## Written task
Rewrite all of the items below, replacing "one marker" with "a single point" each time it appears and leaving everything else unchanged.

Object pointing dataset rows:

—————

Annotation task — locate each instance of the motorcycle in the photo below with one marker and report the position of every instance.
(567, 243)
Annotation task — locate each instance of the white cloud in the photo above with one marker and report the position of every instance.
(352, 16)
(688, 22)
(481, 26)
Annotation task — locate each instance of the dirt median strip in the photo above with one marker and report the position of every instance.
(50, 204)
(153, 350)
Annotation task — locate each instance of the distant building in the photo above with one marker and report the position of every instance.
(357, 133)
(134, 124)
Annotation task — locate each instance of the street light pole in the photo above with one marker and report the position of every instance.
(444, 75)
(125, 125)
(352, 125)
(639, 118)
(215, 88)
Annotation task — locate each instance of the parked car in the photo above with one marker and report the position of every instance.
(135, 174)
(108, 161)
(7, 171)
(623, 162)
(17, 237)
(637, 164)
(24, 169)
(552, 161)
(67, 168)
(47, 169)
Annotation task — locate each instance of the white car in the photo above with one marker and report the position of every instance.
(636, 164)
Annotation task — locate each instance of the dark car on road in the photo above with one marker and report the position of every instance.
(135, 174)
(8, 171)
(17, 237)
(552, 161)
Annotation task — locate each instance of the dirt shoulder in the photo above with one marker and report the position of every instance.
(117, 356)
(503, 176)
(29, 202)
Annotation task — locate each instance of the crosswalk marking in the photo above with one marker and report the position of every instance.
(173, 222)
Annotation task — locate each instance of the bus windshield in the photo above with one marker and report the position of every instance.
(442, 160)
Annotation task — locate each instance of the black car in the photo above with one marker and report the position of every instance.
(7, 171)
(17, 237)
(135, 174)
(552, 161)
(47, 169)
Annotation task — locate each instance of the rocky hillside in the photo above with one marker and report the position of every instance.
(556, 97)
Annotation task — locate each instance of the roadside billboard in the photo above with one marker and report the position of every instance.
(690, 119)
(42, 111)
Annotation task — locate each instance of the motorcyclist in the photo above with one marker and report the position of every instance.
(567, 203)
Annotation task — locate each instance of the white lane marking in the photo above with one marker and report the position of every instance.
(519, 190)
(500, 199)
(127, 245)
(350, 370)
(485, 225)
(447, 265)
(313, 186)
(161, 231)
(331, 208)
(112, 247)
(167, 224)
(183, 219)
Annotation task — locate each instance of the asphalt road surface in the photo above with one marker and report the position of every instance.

—————

## Full output
Annotation task — locate each instance of the motorcycle in the photo below with a single point and report the position of every instance.
(567, 243)
Annotation task — locate each instance of the white cloud in the photo above with a single point and report the position of every instance.
(352, 16)
(688, 22)
(481, 26)
Annotation task — locate each instance of the dirt median strip in the photo above with a single point and report the position of every instance.
(50, 204)
(153, 350)
Annotation task — locate each instance of the distant building in the photo above with a single point and report the position of every instance.
(357, 133)
(134, 124)
Annotation task — locate each instance of the street light pole in the photo above with a single point and report the position of every instance.
(444, 75)
(125, 125)
(352, 125)
(639, 118)
(215, 88)
Annotation task — locate each instance of the parked car in the photo above with a single point and report the position of every instance.
(135, 174)
(108, 161)
(7, 171)
(623, 162)
(17, 237)
(637, 164)
(24, 169)
(552, 161)
(67, 168)
(47, 169)
Annotation task — locate each instance of the white car in the photo above with a single point and report the position of every instance.
(636, 164)
Annotation task — locate each instance of the dark car on road in the photo above with a single point and report the position of every instance.
(135, 174)
(8, 171)
(17, 237)
(552, 161)
Annotation task — locate each instance of the dirt shoulder in the photo above with a single point and report the position of every instance.
(117, 356)
(503, 176)
(29, 202)
Annotation task — locate each instance of the crosswalk marking in the photo above with a single point and report the position of every instance.
(173, 222)
Annotation task — locate each instance of the bus windshield in the photo above with a single point and report the position of every instance.
(442, 160)
Annotation task — locate each instance of the black car in the photo above with a single point and report the position of every instance.
(7, 171)
(17, 237)
(135, 174)
(552, 161)
(47, 169)
Annotation task — locate each instance of the rocky hillside in the photo above with a single point and report the position of every instance.
(556, 97)
Annotation task — locate each instance of the roadside billboard in the photo above with a single point and report the position of every instance.
(690, 119)
(42, 111)
Annotation task — locate each instance of the motorcyclist in the photo above with a single point and report the position of every instance.
(567, 203)
Annotation task — locate each instance of the white lane marking in the photo above with a single point and report the position of every instance.
(519, 190)
(500, 199)
(127, 245)
(350, 370)
(485, 225)
(447, 265)
(313, 186)
(161, 231)
(331, 208)
(112, 247)
(167, 224)
(183, 219)
Annotation task — locate each instance of the asphalt road surface in the photo above with a single point and report the position of every instance.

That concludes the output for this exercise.